• Exercise directions:
Reproduce all records verbatim.

• Dataset extract:

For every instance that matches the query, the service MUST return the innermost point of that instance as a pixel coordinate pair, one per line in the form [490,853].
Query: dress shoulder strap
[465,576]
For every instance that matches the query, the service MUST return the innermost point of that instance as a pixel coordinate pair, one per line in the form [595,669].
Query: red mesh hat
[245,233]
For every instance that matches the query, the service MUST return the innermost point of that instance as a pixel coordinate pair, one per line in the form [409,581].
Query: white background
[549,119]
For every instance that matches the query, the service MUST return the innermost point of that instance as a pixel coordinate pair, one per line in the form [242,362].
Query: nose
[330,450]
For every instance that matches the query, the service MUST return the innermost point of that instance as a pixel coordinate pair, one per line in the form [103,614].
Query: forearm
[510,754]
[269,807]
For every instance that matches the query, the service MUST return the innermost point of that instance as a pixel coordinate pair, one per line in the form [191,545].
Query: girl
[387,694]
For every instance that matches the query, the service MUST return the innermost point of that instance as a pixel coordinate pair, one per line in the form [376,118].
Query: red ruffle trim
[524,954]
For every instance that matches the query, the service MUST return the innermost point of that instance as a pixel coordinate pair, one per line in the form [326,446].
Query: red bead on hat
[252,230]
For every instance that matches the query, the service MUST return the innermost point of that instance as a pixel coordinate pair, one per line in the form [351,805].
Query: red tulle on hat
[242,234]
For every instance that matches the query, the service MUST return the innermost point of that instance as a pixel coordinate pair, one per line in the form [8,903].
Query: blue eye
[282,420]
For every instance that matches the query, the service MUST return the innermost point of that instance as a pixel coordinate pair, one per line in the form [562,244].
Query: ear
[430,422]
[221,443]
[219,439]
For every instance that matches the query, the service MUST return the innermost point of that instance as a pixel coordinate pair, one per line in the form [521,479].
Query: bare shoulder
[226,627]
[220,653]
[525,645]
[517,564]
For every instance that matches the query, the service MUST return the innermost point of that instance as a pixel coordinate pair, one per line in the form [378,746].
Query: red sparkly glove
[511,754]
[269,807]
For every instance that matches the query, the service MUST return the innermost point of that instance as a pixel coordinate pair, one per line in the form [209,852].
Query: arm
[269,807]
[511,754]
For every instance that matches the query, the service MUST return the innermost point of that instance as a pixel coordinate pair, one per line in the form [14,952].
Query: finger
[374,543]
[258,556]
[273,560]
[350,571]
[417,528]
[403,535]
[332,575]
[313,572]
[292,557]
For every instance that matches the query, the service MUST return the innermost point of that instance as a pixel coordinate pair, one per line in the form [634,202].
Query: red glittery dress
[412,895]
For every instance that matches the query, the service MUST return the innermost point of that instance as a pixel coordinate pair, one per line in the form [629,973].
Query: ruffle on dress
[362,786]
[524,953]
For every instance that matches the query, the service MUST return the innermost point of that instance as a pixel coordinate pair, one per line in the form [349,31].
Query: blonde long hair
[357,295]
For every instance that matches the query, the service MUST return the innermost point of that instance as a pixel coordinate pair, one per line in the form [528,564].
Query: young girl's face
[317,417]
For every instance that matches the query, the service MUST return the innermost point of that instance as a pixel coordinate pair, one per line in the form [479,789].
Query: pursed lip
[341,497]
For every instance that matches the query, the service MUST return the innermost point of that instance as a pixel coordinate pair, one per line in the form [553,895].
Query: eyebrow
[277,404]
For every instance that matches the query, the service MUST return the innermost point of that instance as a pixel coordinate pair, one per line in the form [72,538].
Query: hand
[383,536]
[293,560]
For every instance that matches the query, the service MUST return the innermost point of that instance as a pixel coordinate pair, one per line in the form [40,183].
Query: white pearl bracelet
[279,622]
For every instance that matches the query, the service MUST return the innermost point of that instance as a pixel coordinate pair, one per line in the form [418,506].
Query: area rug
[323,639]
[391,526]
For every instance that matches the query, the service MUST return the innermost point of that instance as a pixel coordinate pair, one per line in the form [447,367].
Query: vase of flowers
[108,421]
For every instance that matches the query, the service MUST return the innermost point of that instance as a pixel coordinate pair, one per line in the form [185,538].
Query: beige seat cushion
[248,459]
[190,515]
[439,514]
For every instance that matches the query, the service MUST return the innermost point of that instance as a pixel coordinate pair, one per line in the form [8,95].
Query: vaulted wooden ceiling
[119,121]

• Expected answer:
For every instance that matches the query, the service MUST return the innermost point of that instance as a pixel coordinate pair, one per line in the form [490,853].
Query: dress shoulder strap
[465,576]
For every instance that matches the query, the service MUST return the innermost point of that instance as a pixel coordinate pair, one per line in the form [595,669].
Query: red mesh hat
[245,233]
For every instance that matches the query, the service MUST return the innermost point of that instance as a pixel coordinate pair, one per line in the form [409,581].
Query: white background
[549,119]
For every instance that matches the query, the service MUST return the innermost point of that instance as a pixel coordinate pair, one per line in the form [242,362].
Query: nose
[330,450]
For every instance that matches the query, the service MUST return the innermost point of that instance as a pixel coordinate pair, one per line in the form [103,614].
Query: forearm
[510,754]
[269,807]
For every instance that matches the query, the service MUST return the innermost point of that instance as a pixel coordinate pair, one per line in the form [191,545].
Query: girl
[387,694]
For every instance that matches the query, the service MUST return the innermost point of that instance as a pixel coordinate pair, one per line in the form [376,118].
Query: red ruffle trim
[524,954]
For every instance that matches the query, the service MUST return the innermost point of that instance as a pixel coordinate pair, one per line in the form [326,446].
Query: red bead on hat
[252,230]
For every instance that matches the query, the service MUST return the innermost point of that instance as a pixel coordinate pair, one per line in the form [351,805].
Query: red tulle on hat
[242,234]
For every instance that matches the query, the service MUST return the innermost point of that instance as a pixel coordinate pair, one per line in the form [8,903].
Query: blue eye
[282,420]
For every instance that matches the query, the service MUST return the innermost point of that instance as a pixel coordinate pair, one per line in the form [562,244].
Query: ear
[430,422]
[221,443]
[219,439]
For every instance that matches the query, the service MUST return the innermost point of that instance as a pixel coordinate pair, one per line in the form [521,479].
Query: bare shoulder
[226,627]
[220,653]
[525,645]
[517,564]
For every instance that matches the query, the service MUST return the innermost point of that instance as a pixel coordinate pair, one per line in the form [378,746].
Query: red sparkly glove
[511,754]
[269,807]
For every instance that matches the query, the service MUST return the innermost point of that instance as a pixel coordinate pair, one per line in the form [209,852].
Query: arm
[269,807]
[511,754]
For every instance that matches the query, the service MUST return the innermost point of that instance as a pixel coordinate pair, one per line in the form [14,952].
Query: finger
[374,543]
[258,556]
[273,560]
[350,571]
[417,528]
[403,535]
[332,575]
[313,572]
[292,557]
For every instance that matches the query, the service MUST return the innermost point of that instance as a pixel coordinate pair, one per line in the form [634,202].
Query: red glittery dress
[412,895]
For every instance that matches the query, the service MUST return the innermost point of that instance as a pixel coordinate pair, one per line in the form [629,973].
Query: ruffle on dress
[362,786]
[524,953]
For every instance that matches the query, the service MUST return the innermost point of that instance as a pixel coordinate pair, one per line in the form [349,31].
Query: blonde long hair
[357,295]
For every instance that matches the query, the service MUST return the innermost point of that instance as a pixel coordinate pair, one per line in the form [528,564].
Query: young girl's face
[317,417]
For every instance that matches the query, the service MUST return the innermost point of that instance as a pixel coordinate pair, one per line in the form [479,789].
Query: pursed lip
[341,497]
For every instance that matches the query, the service MUST return the innermost point of that instance as a pixel coordinate pair, one per line in the form [553,895].
Query: eyebrow
[277,404]
For every instance that matches the query, the service MUST return the innermost point of that instance as a pixel coordinate pair, one per line in the form [72,538].
Query: hand
[383,536]
[293,560]
For every instance that matches the query, the service MUST return the innermost point of that instance as a pixel coordinate pair, one per line in the form [40,183].
Query: white pearl bracelet
[279,622]
For every instance that matches the query, the service MUST return the innermost point of that instance as a pixel coordinate pair, one per line in the form [418,506].
Query: area rug
[323,639]
[391,526]
For every instance that matches the query, the service MUST return the innermost point of that instance as a pixel coordinate pair, one per line in the form [447,367].
Query: vase of flowers
[108,421]
For every instance that matches the query, the service MUST return the innermost point of that instance as a pixel coordinate pair, one per line in the form [185,538].
Query: beige seat cushion
[248,459]
[190,515]
[439,514]
For every instance that matches the query, the service MUST return the innermost point of that instance as a pixel coordinate pair, one per line in the form [8,95].
Query: vaulted wooden ceiling
[119,121]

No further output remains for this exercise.